Work required: Summarize the text on lambda architecture below in two sentences.
--- start Text provided ---
Lambda architecture

Last updated
Flow of data through the processing and serving layers of a generic lambda architecture Diagram of Lambda Architecture (generic).png
Flow of data through the processing and serving layers of a generic lambda architecture

Lambda architecture is a data-processing architecture designed to handle massive quantities of data by taking advantage of both batch and stream-processing methods. This approach to architecture attempts to balance latency, throughput, and fault-tolerance by using batch processing to provide comprehensive and accurate views of batch data, while simultaneously using real-time stream processing to provide views of online data. The two view outputs may be joined before presentation. The rise of lambda architecture is correlated with the growth of big data, real-time analytics, and the drive to mitigate the latencies of map-reduce. [1]

Contents

Lambda architecture depends on a data model with an append-only, immutable data source that serves as a system of record. [2] :32 It is intended for ingesting and processing timestamped events that are appended to existing events rather than overwriting them. State is determined from the natural time-based ordering of the data.

Overview

Lambda architecture describes a system consisting of three layers: batch processing, speed (or real-time) processing, and a serving layer for responding to queries. [3] :13 The processing layers ingest from an immutable master copy of the entire data set. This paradigm was first described by Nathan Marz in a blog post titled "How to beat the CAP theorem" in which he originally termed it the "batch/realtime architecture". [4]

Batch layer

The batch layer precomputes results using a distributed processing system that can handle very large quantities of data. The batch layer aims at perfect accuracy by being able to process all available data when generating views. This means it can fix any errors by recomputing based on the complete data set, then updating existing views. Output is typically stored in a read-only database, with updates completely replacing existing precomputed views. [3] :18

By 2014, Apache Hadoop was estimated to be a leading batch-processing system. [5] Later, other, relational databases like Snowflake, Redshift, Synapse and Big Query were also used in this role.
--- end Text provided ---
--- start Supplied data ---
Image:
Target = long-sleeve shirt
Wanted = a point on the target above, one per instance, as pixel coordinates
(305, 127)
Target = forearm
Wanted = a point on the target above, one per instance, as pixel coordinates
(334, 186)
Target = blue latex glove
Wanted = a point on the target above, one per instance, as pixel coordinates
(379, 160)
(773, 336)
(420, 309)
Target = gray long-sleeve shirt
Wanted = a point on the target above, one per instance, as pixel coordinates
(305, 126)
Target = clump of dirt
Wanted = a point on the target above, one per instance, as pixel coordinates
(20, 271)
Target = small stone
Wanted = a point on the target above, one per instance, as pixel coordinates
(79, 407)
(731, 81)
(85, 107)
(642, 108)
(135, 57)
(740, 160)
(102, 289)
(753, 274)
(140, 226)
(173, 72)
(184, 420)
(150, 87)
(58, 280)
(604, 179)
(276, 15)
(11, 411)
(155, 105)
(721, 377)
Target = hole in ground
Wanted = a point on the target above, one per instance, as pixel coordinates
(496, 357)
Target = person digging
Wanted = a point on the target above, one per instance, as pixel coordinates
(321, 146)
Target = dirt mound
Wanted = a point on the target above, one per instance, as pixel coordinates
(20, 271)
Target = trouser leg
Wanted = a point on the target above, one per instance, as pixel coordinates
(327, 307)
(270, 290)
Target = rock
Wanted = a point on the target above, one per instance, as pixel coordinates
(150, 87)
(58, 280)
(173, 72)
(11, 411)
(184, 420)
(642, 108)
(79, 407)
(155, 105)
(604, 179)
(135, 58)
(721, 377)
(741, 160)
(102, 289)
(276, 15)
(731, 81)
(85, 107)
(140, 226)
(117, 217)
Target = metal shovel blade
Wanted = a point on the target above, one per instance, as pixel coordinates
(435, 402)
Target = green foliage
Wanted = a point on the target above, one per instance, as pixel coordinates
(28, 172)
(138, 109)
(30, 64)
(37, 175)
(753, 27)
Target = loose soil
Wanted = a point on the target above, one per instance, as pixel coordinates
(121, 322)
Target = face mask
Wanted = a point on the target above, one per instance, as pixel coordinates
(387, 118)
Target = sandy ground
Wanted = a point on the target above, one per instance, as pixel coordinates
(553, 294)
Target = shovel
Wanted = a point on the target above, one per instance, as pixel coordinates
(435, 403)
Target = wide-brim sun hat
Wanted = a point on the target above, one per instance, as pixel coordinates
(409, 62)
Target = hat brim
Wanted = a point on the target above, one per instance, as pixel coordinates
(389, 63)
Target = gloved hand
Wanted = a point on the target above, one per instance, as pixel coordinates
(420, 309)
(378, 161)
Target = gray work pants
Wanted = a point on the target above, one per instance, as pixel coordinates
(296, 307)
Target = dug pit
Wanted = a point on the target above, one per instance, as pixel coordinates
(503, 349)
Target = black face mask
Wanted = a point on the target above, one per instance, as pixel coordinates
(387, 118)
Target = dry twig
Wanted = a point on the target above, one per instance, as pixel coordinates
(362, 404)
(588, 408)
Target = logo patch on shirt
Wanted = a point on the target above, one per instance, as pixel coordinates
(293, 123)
--- end Supplied data ---
Answer to this exercise: Lambda architecture is a data-processing architecture that handles massive quantities of data by combining batch and stream-processing methods, and it relies on an append-only, immutable data source that serves as a system of record. It consists of a batch layer, a speed layer, and a serving layer for responding to queries, with the batch layer precomputing results from all available data for perfect accuracy and typically storing its output in a read-only database.